> [SUPPLIED RECORDS]
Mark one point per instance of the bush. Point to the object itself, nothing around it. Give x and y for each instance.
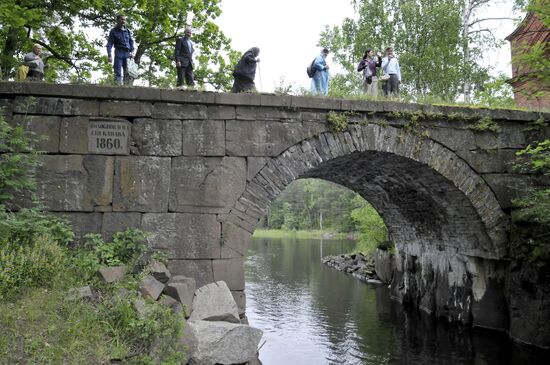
(29, 266)
(126, 248)
(17, 159)
(25, 226)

> [SHORT TASK] Pictures stay out; reproduce every line of the records exactly.

> [WRITTEN RESPONSE]
Mark one point per instance of the bush. Point to the object itself, nothing around it. Give x and y for each instance.
(29, 266)
(126, 248)
(17, 159)
(25, 226)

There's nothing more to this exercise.